▶ **Task instructions**:
All entries below are to be set down again, identical to the source.

= = =

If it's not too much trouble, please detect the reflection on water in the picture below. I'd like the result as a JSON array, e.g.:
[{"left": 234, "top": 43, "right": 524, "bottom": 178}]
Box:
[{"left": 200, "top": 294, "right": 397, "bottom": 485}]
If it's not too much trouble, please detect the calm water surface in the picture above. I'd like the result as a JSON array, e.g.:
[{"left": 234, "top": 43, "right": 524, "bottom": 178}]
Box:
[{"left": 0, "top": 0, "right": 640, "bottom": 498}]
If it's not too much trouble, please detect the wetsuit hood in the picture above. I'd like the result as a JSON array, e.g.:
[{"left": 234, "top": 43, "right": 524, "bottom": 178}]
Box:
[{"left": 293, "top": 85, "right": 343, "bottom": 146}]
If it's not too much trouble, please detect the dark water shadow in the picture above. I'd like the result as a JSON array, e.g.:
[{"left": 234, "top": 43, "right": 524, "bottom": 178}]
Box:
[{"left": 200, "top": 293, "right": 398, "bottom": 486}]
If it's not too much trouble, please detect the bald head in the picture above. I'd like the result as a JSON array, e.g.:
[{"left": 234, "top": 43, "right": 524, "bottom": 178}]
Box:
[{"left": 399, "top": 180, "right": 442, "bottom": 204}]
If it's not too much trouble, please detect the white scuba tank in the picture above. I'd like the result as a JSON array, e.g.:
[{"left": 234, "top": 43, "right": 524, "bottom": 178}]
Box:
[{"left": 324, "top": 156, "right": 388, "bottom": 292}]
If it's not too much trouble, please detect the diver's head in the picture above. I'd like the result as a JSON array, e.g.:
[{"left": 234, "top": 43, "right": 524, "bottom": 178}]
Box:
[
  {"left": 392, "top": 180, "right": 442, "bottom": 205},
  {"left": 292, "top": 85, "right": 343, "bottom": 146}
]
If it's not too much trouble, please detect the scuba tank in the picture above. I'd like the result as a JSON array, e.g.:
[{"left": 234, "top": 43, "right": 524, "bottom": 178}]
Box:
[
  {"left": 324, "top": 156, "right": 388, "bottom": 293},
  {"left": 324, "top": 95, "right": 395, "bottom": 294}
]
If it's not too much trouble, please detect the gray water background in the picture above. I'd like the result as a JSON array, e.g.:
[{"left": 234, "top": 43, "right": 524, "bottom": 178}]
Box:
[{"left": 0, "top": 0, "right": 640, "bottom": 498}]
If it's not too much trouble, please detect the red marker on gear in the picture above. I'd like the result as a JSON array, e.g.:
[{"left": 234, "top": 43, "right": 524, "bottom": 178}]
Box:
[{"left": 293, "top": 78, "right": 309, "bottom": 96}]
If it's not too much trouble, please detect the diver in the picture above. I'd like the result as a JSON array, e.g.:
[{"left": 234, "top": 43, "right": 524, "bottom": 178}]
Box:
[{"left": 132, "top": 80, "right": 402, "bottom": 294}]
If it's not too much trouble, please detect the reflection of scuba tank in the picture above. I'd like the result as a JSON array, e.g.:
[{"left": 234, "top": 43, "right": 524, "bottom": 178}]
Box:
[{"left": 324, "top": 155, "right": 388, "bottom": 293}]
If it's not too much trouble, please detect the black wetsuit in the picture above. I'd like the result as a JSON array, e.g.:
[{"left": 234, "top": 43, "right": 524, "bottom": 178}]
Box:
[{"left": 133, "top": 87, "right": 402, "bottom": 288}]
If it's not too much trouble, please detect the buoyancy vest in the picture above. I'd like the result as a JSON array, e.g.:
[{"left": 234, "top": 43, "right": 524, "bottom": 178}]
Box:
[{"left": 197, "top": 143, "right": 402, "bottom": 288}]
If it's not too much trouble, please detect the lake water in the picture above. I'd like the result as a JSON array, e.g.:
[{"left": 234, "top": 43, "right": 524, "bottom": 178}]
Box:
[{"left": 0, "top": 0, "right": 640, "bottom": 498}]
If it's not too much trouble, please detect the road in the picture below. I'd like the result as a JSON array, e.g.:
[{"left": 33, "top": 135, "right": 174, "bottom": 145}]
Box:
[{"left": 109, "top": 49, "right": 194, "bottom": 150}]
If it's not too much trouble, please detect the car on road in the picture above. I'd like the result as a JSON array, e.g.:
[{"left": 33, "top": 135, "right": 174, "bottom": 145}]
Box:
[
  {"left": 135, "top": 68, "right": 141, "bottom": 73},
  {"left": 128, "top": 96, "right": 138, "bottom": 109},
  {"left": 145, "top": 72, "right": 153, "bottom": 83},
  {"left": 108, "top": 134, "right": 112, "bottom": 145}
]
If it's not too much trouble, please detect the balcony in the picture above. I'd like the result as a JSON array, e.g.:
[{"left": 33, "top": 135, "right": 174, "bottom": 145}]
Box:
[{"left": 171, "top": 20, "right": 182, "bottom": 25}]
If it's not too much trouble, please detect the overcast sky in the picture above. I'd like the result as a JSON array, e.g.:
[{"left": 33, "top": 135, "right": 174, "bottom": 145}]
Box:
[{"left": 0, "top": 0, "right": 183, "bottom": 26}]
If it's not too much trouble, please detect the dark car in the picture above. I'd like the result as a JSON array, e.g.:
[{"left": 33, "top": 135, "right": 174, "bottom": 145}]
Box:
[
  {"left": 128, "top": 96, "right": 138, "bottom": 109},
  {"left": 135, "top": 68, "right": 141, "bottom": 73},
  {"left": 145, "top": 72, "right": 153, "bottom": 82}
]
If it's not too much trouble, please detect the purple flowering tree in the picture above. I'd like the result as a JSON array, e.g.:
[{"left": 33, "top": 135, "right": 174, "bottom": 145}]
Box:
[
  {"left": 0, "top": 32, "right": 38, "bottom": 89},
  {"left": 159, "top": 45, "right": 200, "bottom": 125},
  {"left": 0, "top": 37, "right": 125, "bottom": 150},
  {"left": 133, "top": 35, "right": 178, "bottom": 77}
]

= = =

▶ **Expected output**:
If it's not too much trouble, please detect the reflection on water in the picture below. I'd like the result as a JSON array, e.g.:
[{"left": 234, "top": 43, "right": 524, "bottom": 178}]
Box:
[{"left": 200, "top": 294, "right": 397, "bottom": 485}]
If it's not too much trouble, please detect the calm water surface in the picture above. I'd like the result as a JSON array, e.g.:
[{"left": 234, "top": 43, "right": 524, "bottom": 178}]
Box:
[{"left": 0, "top": 0, "right": 640, "bottom": 498}]
If it's not too much trouble, please detect the wetsuit hood in the picture above. I'd like the result as a JSON array, e.g.:
[{"left": 234, "top": 43, "right": 524, "bottom": 178}]
Box:
[{"left": 293, "top": 85, "right": 343, "bottom": 146}]
If it's not too much trouble, please detect the dark water shadow in the picture above. I'd like the result as a JSON array, e.g.:
[{"left": 234, "top": 43, "right": 524, "bottom": 178}]
Box:
[{"left": 200, "top": 293, "right": 398, "bottom": 486}]
If it's not too much trouble, please detect the bald head in the picture above. I'd like the result as a JSON array, e.g.:
[{"left": 234, "top": 43, "right": 524, "bottom": 178}]
Box:
[{"left": 399, "top": 180, "right": 442, "bottom": 204}]
If it's not too much trouble, please detect the white scuba tank in the picture above. I'd like the result as a JSON array, e.g.:
[{"left": 234, "top": 43, "right": 524, "bottom": 178}]
Box:
[{"left": 324, "top": 156, "right": 388, "bottom": 292}]
If it's not too much trouble, please detect the diver's head in the picture above. I'd like the result as a JSON array, e.g.:
[{"left": 234, "top": 43, "right": 524, "bottom": 178}]
Box:
[
  {"left": 392, "top": 180, "right": 442, "bottom": 205},
  {"left": 292, "top": 85, "right": 343, "bottom": 146}
]
If it's not too much trouble, please detect the scuba tank in the picture above. I'd like the result as a JSON array, e.g.:
[{"left": 234, "top": 43, "right": 524, "bottom": 178}]
Box:
[
  {"left": 324, "top": 156, "right": 388, "bottom": 293},
  {"left": 324, "top": 95, "right": 395, "bottom": 294}
]
If it's not too much trouble, please detect the gray water background in the picture above. I'd like the result as a JSON array, e.g.:
[{"left": 234, "top": 43, "right": 524, "bottom": 178}]
Box:
[{"left": 0, "top": 0, "right": 640, "bottom": 498}]
If it's not too much trouble, please detect the red marker on gear in the picture above. I'd like the result as a JSON array, e.g.:
[{"left": 234, "top": 43, "right": 524, "bottom": 178}]
Box:
[{"left": 293, "top": 78, "right": 309, "bottom": 96}]
If it's not too much trouble, please detect the diver in the picture above. I'd like the result as a JSON array, e.g.:
[{"left": 234, "top": 43, "right": 524, "bottom": 178}]
Box:
[{"left": 132, "top": 80, "right": 402, "bottom": 294}]
If it's not too much trouble, please detect the reflection of scuba tank in the picture above. I'd like the result as a JSON array, e.g.:
[{"left": 234, "top": 43, "right": 524, "bottom": 178}]
Box:
[{"left": 324, "top": 155, "right": 388, "bottom": 293}]
If it's not too much trouble, please detect the black wetsuit in the picture above. I'd like the result as a JSON array, e.g.:
[{"left": 234, "top": 43, "right": 524, "bottom": 178}]
Box:
[{"left": 133, "top": 87, "right": 402, "bottom": 288}]
If it's not too much trouble, please detect the buoyancy vest in the picture above. I'd like the result as a JSON array, e.g.:
[{"left": 234, "top": 43, "right": 524, "bottom": 178}]
Box:
[{"left": 197, "top": 143, "right": 402, "bottom": 288}]
If it's not too much trouble, please detect the lake water in the picture above. I'd like the result as a JSON array, e.g.:
[{"left": 234, "top": 43, "right": 524, "bottom": 178}]
Box:
[{"left": 0, "top": 0, "right": 640, "bottom": 498}]
If it's not too much trouble, please detect the road in the picture below. I'd like the result as a JSON array, e.g.:
[{"left": 33, "top": 135, "right": 174, "bottom": 145}]
Box:
[{"left": 109, "top": 49, "right": 194, "bottom": 150}]
If it's not too much trouble, please detect the car on road in the picture above. I'd like the result as a JSON array, e.g.:
[{"left": 33, "top": 135, "right": 174, "bottom": 145}]
Box:
[
  {"left": 135, "top": 68, "right": 141, "bottom": 73},
  {"left": 128, "top": 96, "right": 138, "bottom": 109},
  {"left": 145, "top": 72, "right": 153, "bottom": 83},
  {"left": 108, "top": 134, "right": 112, "bottom": 145}
]
If it's not too much trouble, please detect the balcony in the picture above. I'd like the result as a JSON array, e.g.:
[{"left": 33, "top": 135, "right": 174, "bottom": 145}]
Box:
[{"left": 171, "top": 20, "right": 182, "bottom": 25}]
If it's not too much trouble, please detect the overcast sky in the picture above. I'd like the result as a JSON array, e.g.:
[{"left": 33, "top": 135, "right": 174, "bottom": 145}]
Box:
[{"left": 0, "top": 0, "right": 183, "bottom": 26}]
If it's not too much trouble, please detect the dark car in the picture above. I'd like the result as a JSON array, e.g.:
[{"left": 33, "top": 135, "right": 174, "bottom": 145}]
Box:
[
  {"left": 128, "top": 96, "right": 138, "bottom": 109},
  {"left": 135, "top": 68, "right": 141, "bottom": 73},
  {"left": 145, "top": 72, "right": 153, "bottom": 82}
]
If it's not too much trouble, please detect the purple flowering tree in the picture above. I'd like the result as a JSON array, e.g.:
[{"left": 33, "top": 135, "right": 174, "bottom": 145}]
Box:
[
  {"left": 0, "top": 32, "right": 38, "bottom": 89},
  {"left": 159, "top": 45, "right": 200, "bottom": 125},
  {"left": 0, "top": 37, "right": 125, "bottom": 150},
  {"left": 133, "top": 35, "right": 178, "bottom": 77}
]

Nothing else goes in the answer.